▶ **練習問題**:
1 – 本文に基づき、次の問いに答えてください。
(a) 共産主義者への対応を憲兵隊と協力して行っていたのは何系の人々ですか。
(b) ナザン氏が終戦後に応募したのは何の仕事ですか。
(c) シンガポール国立公文書館は日本統治をどのような言葉で評価していますか。
2 – 以下の項目のうち、「bbox」という文字列を含む行の数を求め、その数のみを答えてください。大文字と小文字は区別します。

警察は大きく2つの部署があり、1つは通常の治安対応、もう1つは共産主義者マラヤ人民抗日軍 (MPAJA: Malayan People's Anti-Japanese Army) のような抗日ゲリラ活動対策でした。共産主義者への対応は憲兵隊 (軍警察) と協力して中華系が行っていました。多くの職員が汚職に手を出しており、終戦後はマラヤ人民抗日軍が報復するターゲットになります。

終戦後、ナザン少年は報復を恐れましたが、幸いにも中華系からの悪感情は感じませんでした。

日本軍で働いたことでのシンガポールでの評価

日本軍占領下でのナザン少年の体験は、多くの人と大きく異なっていると自身で述べています。ジョホールの運営ではプロフェッショナルで公平な日本人がおり、管理業務をするためにマレー系とインド系に頼り、共産主義者との対峙には中華系に頼っていた。イギリスが作ってきた管理制度を保ち、英語を使用した。高い文化と民度を持つ日本人に出会ったとのことです。

しかしながら、日本人役人の中に見た高潔な人格と、マレー半島とシンガポールで人々を日本軍が残酷に扱った野蛮さは、ナザン氏には同時には相容れないものでした。当時は、日本軍のために働くことは敵対的行為でした。

ナザン氏は、終戦後にジョホール警察の仕事に応募した際に、面接官に日本統治下での通訳の仕事を否定され、「(日本軍への)協力者」だと非難されたと語っています。

「日本軍はアジアを開放した」と考える人もいますが、「開放して欲しい」と日本にシンガポール現地民は頼んでいません。シンガポール華僑虐殺事件、憲兵隊に代表される強硬な統治政策、経済的困窮のために、「シンガポールの近代史で最も暗黒の年」とシンガポール国立公文書館は日本統治を評価しており、イギリス統治がはるかに良かったと捉えられています。マラヤ人民抗日軍や136部隊といった抗日軍での活動が愛国的だったということです。

しかし、ナザン前大統領やリー・クアンユー初代首相は、占領中に日本軍のために働いており、生き延びるためにやむをえなかったとみなされています。ただし、今でも野党支持のニュースサイトでは「ナザン前大統領は日本軍のために働いた売国奴だった」という評価もあります。

参考資料

50 Stories from My Life Paperback - by S R. Nathan (Author)

▶ **抽出項目**:
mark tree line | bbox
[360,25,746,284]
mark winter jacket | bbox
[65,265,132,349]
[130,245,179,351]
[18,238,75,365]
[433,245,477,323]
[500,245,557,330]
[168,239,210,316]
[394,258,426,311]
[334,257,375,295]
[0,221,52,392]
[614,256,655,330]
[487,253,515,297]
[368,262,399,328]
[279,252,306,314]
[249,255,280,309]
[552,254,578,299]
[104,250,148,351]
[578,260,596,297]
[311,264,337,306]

▶ **解答**:
1 –
(a) 中華系
(b) ジョホール警察の仕事
(c) 「シンガポールの近代史で最も暗黒の年」

2 – 2